- [Goal 1]:
Rewrite the stored entries from the line containing "Where can the smiling" through the final line of the stored entries, both ends included, as a JSON list of strings with one string per line and blank lines omitted.

- [Document segment]:
※
A trap with the front and cover removed is shown in *Figure 5*. Bees enter the hive from the trap through a piece of 1-1/8-inch diameter tubing that also serves as the mounting for the trap on the hive body. Mounting is accomplished by inserting the tubing into the entrance hole. The screen grid can be removed to clean or to allow the bees unrestricted flight. Providing an orientation period is not necessary for the use of this auger-hole trap.


Before the pollen-collection period, the auger-hole entrances are opened so that the bees become accustomed to using them. When the traps are installed, all entrances except those with traps are turned to the back of the colony or closed with corks or bottle caps. This includes the bottom entrance as well as any auger holes without traps. The traps are installed only during pollen flows of 1/4 pound per day or more and are removed when the pollen flow dwindles or when a nectar flow of 5 pounds per day or more is in progress.









FIGURE 5: Auger-hole trap with front and cover removed to show grid and screens.

This trap is removed from the colony to empty the collected pollen. Pollen is emptied from the trap by removing the bottom screen. More than one trap may be used on a colony; however, pollen traps should be removed for colony manipulations and then replaced. A hive with one trap installed is shown in *Figure 6*.


Freshly trapped pollen is perishable and must receive special attention to prevent loss. It may be dried, frozen, or mixed with other material and stored.


When the pollen is dried, spread it on a flat porous surface at a depth of about one-half inch in an enclosed, ventilated room and allow it to air dry. A greenhouse is an ideal place to air-dry pollen. More rapid drying can be accomplished in ovens where a low temperature, 100 degrees F maximum, is maintained and a vent provided for the moisture-laden air to escape. Dry pollen to the point that pellets will not adhere to each other when squeezed. Dried pollen can he placed in airtight glass or metal containers and stored in a cool, dry place.









Figure 6: Auger-hole trap installed on a colony.

Fresh pollen can be placed in paper bags and stored in a deep freeze below freezing temperatures. Pollen may be kept frozen until it can be dried or until used if freezer space is available.


Blending fresh pollen with expeller-type soybean flour is possible in equal parts by volume; store this mixture in sealed containers in a cool, dry location. When this practice is followed, care should be taken to pulverize the pollen pellets and soybean flour and blend the mixture thoroughly as described by Whitefoot and Detroy (19).
※
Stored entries
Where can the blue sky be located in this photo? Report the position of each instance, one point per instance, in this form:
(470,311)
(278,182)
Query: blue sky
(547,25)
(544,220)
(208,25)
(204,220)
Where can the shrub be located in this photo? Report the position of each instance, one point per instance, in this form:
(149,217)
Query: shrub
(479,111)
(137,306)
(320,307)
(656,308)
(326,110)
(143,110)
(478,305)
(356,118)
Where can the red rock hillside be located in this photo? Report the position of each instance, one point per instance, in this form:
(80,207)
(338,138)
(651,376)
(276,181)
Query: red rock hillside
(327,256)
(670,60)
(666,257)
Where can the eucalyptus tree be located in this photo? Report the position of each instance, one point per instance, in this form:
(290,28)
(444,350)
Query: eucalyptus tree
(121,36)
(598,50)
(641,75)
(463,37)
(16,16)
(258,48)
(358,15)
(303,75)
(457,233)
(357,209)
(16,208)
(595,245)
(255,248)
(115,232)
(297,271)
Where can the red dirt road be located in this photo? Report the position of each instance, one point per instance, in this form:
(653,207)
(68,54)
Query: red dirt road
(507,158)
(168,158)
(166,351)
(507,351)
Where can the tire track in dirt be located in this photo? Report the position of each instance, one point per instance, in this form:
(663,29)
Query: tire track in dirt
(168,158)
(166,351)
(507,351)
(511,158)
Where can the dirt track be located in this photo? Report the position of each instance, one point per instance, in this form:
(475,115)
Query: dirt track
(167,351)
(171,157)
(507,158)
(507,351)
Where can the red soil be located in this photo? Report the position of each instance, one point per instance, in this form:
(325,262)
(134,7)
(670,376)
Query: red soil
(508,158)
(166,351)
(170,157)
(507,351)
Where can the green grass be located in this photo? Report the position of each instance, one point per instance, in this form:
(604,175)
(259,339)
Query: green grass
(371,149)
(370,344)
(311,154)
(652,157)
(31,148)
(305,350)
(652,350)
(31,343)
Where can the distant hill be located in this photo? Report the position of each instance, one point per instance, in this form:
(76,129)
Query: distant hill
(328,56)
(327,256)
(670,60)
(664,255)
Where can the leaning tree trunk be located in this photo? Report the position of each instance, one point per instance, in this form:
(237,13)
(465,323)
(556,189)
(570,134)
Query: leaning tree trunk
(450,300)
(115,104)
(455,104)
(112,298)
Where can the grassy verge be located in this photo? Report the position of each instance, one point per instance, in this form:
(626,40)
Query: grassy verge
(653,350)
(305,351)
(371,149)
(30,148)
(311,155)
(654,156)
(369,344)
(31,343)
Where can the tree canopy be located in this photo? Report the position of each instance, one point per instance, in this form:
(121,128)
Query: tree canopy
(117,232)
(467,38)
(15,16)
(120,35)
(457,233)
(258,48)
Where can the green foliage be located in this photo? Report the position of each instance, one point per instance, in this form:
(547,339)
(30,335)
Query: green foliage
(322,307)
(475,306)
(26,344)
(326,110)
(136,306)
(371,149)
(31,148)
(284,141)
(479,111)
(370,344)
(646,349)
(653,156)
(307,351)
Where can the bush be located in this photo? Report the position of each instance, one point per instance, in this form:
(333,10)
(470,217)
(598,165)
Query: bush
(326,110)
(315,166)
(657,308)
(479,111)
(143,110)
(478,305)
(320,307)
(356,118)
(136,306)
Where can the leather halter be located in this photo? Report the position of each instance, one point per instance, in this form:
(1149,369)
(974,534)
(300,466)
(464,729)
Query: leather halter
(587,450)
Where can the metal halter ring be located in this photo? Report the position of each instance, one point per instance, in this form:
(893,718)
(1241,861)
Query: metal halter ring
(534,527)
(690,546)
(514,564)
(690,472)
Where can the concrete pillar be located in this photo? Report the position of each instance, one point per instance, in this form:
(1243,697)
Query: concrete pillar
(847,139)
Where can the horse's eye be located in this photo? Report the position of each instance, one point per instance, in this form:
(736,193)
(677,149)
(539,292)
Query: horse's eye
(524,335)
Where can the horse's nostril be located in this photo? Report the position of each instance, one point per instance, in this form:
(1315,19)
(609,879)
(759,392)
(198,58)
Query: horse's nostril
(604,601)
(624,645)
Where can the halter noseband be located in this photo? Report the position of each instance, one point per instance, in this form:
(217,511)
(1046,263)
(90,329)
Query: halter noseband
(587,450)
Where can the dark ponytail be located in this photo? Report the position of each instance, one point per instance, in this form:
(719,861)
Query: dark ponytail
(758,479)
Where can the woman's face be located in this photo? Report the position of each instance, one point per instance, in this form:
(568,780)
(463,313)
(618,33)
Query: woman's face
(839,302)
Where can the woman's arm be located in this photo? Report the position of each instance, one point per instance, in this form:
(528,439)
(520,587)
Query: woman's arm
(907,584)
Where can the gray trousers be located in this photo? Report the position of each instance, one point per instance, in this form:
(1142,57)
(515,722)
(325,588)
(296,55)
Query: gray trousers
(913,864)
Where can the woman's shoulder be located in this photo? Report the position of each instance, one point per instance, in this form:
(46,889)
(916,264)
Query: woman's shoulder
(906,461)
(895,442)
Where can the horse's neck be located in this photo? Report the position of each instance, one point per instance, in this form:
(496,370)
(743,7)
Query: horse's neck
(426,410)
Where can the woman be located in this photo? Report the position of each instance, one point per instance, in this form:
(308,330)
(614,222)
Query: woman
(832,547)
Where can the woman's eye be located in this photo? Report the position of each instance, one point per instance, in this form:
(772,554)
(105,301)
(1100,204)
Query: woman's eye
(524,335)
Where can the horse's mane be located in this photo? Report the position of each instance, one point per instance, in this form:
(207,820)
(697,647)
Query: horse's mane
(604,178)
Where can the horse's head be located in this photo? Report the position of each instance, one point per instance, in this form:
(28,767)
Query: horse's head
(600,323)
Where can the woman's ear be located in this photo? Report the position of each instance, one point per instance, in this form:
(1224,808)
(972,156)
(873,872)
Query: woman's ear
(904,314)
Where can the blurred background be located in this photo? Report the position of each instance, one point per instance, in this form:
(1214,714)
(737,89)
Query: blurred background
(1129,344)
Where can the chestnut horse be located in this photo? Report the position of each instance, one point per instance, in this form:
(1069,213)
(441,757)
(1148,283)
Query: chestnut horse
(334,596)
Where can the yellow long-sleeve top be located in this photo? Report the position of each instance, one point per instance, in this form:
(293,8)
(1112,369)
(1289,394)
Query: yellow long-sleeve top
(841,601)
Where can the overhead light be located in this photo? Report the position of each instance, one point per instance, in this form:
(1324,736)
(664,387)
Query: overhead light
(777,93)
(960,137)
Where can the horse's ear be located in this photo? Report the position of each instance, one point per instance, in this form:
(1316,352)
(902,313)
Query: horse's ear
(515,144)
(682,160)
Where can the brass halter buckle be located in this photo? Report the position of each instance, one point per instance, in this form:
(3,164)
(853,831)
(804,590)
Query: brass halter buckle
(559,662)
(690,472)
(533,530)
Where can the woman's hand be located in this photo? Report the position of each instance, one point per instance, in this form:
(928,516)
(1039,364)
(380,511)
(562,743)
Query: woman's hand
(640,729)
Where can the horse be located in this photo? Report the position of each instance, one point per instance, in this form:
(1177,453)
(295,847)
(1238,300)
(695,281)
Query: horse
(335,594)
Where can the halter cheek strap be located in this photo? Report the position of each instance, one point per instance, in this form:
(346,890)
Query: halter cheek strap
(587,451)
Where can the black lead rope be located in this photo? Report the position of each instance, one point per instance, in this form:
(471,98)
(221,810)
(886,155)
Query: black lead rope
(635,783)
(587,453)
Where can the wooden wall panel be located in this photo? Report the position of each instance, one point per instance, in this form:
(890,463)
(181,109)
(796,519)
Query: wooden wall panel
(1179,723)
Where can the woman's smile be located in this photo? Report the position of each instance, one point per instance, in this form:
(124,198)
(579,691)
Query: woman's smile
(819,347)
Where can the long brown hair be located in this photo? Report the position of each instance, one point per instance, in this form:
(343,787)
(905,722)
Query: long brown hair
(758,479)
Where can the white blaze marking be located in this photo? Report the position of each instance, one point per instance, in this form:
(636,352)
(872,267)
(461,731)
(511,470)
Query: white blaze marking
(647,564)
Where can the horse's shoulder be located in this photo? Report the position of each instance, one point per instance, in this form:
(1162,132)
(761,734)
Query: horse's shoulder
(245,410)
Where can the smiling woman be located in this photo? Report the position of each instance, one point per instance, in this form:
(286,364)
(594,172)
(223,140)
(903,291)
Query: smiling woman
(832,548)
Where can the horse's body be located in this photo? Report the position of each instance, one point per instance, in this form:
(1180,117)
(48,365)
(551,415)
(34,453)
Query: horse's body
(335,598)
※
- [Goal 2]:
Repeat word for word the part of the pollen-trap text between "When the pollen is" and "cool, dry place.", inclusive.

- [Exercise answer 1]:
[
  "Where can the smiling woman be located in this photo? Report the position of each instance, one point per instance, in this form:",
  "(286,364)",
  "(594,172)",
  "(223,140)",
  "(903,291)",
  "Query: smiling woman",
  "(832,548)",
  "Where can the horse's body be located in this photo? Report the position of each instance, one point per instance, in this form:",
  "(1180,117)",
  "(48,365)",
  "(551,415)",
  "(34,453)",
  "Query: horse's body",
  "(335,598)"
]

- [Exercise answer 2]:
When the pollen is dried, spread it on a flat porous surface at a depth of about one-half inch in an enclosed, ventilated room and allow it to air dry. A greenhouse is an ideal place to air-dry pollen. More rapid drying can be accomplished in ovens where a low temperature, 100 degrees F maximum, is maintained and a vent provided for the moisture-laden air to escape. Dry pollen to the point that pellets will not adhere to each other when squeezed. Dried pollen can he placed in airtight glass or metal containers and stored in a cool, dry place.